Copy out each of the following rows word for word.

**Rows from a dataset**
┏━━
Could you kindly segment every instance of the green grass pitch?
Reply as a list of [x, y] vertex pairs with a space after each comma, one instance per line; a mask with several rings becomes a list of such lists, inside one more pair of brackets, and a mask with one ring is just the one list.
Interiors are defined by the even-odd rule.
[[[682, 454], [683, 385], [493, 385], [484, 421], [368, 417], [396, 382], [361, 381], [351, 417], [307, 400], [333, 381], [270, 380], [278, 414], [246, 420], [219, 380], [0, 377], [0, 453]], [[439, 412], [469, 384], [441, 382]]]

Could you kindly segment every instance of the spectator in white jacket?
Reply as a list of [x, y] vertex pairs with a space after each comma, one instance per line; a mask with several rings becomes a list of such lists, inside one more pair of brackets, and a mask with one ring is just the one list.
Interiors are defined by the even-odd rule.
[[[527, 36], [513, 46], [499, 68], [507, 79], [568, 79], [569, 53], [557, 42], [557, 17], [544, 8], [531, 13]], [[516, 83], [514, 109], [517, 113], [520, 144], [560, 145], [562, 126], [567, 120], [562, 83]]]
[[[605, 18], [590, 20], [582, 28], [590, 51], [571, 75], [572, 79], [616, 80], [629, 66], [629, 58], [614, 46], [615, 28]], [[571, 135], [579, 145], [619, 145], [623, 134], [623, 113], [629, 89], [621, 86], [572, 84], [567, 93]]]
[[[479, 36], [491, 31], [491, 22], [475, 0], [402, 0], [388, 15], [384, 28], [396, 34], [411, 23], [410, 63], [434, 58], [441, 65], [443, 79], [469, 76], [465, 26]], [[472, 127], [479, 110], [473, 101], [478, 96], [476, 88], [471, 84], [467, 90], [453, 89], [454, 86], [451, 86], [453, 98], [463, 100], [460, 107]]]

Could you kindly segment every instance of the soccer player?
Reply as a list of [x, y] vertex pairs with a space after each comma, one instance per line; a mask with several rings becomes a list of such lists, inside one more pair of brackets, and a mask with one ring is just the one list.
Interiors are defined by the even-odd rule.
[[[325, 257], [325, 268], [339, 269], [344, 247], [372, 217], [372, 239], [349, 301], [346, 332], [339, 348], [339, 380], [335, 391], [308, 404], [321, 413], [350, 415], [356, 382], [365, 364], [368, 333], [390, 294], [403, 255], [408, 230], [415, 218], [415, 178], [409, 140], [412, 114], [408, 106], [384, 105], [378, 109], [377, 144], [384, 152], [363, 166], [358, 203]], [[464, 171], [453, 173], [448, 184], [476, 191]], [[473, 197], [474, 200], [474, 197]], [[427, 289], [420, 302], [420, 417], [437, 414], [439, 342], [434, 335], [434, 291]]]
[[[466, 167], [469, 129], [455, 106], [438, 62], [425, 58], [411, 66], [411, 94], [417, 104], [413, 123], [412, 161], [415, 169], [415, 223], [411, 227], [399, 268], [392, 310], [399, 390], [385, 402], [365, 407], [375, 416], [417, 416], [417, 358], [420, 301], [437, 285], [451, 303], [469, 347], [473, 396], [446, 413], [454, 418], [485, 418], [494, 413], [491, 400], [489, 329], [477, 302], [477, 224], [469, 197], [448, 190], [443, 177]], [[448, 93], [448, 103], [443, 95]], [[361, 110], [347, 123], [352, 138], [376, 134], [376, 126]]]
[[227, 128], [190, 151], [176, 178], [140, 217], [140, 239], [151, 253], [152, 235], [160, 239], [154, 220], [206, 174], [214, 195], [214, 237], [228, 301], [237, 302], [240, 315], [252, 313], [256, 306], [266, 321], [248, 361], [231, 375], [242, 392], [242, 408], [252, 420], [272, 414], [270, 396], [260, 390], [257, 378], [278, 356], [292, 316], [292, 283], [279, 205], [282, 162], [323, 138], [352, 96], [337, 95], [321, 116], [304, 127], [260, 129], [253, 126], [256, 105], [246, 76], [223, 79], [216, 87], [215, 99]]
┗━━
**Task answer**
Could you kindly segment every instance of the green grass pitch?
Reply as a list of [x, y] vertex pairs with a space after each comma, one instance per line; a mask with several rings becomes a list of such lists, inside one more pair of brackets, and a mask with one ring is just the one list.
Interiors are defined by the even-odd rule.
[[[682, 454], [683, 385], [493, 385], [484, 421], [368, 417], [396, 382], [361, 381], [351, 417], [307, 400], [333, 381], [270, 380], [278, 414], [246, 420], [219, 380], [0, 377], [0, 453]], [[439, 412], [469, 384], [441, 382]]]

Could you kindly segment every instance of the spectator in white jacket?
Reply as a list of [x, y] vertex pairs with a space after each comma, one instance per line; a mask with several rings becomes a list of such lists, inside one more pair of brackets, and a mask with one ring is just the one list.
Interiors are defined by the even-odd rule.
[[[527, 36], [513, 46], [499, 68], [507, 79], [568, 79], [569, 53], [557, 42], [557, 17], [544, 8], [531, 13]], [[516, 83], [514, 109], [517, 113], [520, 144], [560, 145], [562, 126], [567, 120], [562, 83]]]
[[[605, 18], [590, 20], [582, 28], [590, 51], [571, 75], [572, 79], [616, 80], [629, 66], [629, 58], [614, 46], [615, 28]], [[571, 135], [579, 145], [619, 145], [623, 134], [623, 113], [629, 89], [621, 86], [572, 84], [567, 93]]]
[[[479, 36], [491, 31], [491, 22], [475, 0], [402, 0], [388, 15], [384, 28], [396, 34], [411, 23], [410, 63], [434, 58], [441, 65], [443, 79], [469, 76], [465, 26]], [[472, 127], [479, 110], [473, 101], [478, 96], [476, 88], [471, 84], [467, 90], [453, 89], [454, 86], [451, 86], [453, 98], [463, 100], [460, 107]]]

Could you kindly segment every instance of the soccer player?
Reply as a list of [x, y] vertex pairs with a space after each comma, one instance per line; a mask with several rings becomes a list of such lists, inside one more pair of brackets, and a mask with one ring is just the one list.
Interiors are defined by the even-odd rule.
[[[325, 257], [325, 268], [339, 269], [344, 247], [372, 217], [372, 239], [349, 301], [346, 332], [339, 348], [339, 380], [335, 391], [308, 404], [321, 413], [350, 415], [356, 382], [365, 364], [368, 333], [390, 294], [403, 255], [408, 230], [415, 218], [415, 178], [409, 140], [412, 114], [408, 106], [384, 105], [378, 109], [377, 144], [384, 152], [363, 166], [358, 203]], [[464, 171], [453, 173], [448, 184], [476, 191]], [[473, 197], [474, 200], [474, 197]], [[427, 289], [420, 302], [420, 417], [437, 414], [439, 342], [434, 335], [434, 291]]]
[[[466, 167], [469, 129], [455, 106], [438, 62], [425, 58], [411, 66], [411, 94], [417, 104], [413, 123], [412, 161], [415, 169], [415, 223], [411, 227], [399, 268], [392, 310], [399, 390], [385, 402], [365, 407], [375, 416], [417, 416], [417, 358], [420, 301], [437, 285], [451, 303], [469, 347], [473, 396], [446, 413], [454, 418], [485, 418], [494, 413], [491, 400], [489, 329], [477, 302], [477, 224], [469, 197], [448, 190], [443, 177]], [[448, 93], [448, 103], [443, 95]], [[361, 110], [347, 123], [352, 138], [376, 134], [376, 126]]]
[[227, 128], [190, 151], [176, 178], [140, 217], [140, 239], [151, 253], [152, 235], [160, 239], [154, 220], [206, 174], [214, 195], [214, 237], [228, 301], [237, 302], [240, 315], [252, 313], [256, 306], [266, 321], [248, 361], [231, 375], [242, 392], [242, 408], [252, 420], [272, 414], [270, 396], [260, 390], [257, 378], [278, 356], [292, 316], [292, 283], [279, 205], [282, 162], [323, 138], [352, 96], [337, 95], [321, 116], [304, 127], [260, 129], [253, 126], [256, 105], [246, 76], [223, 79], [216, 87], [215, 99]]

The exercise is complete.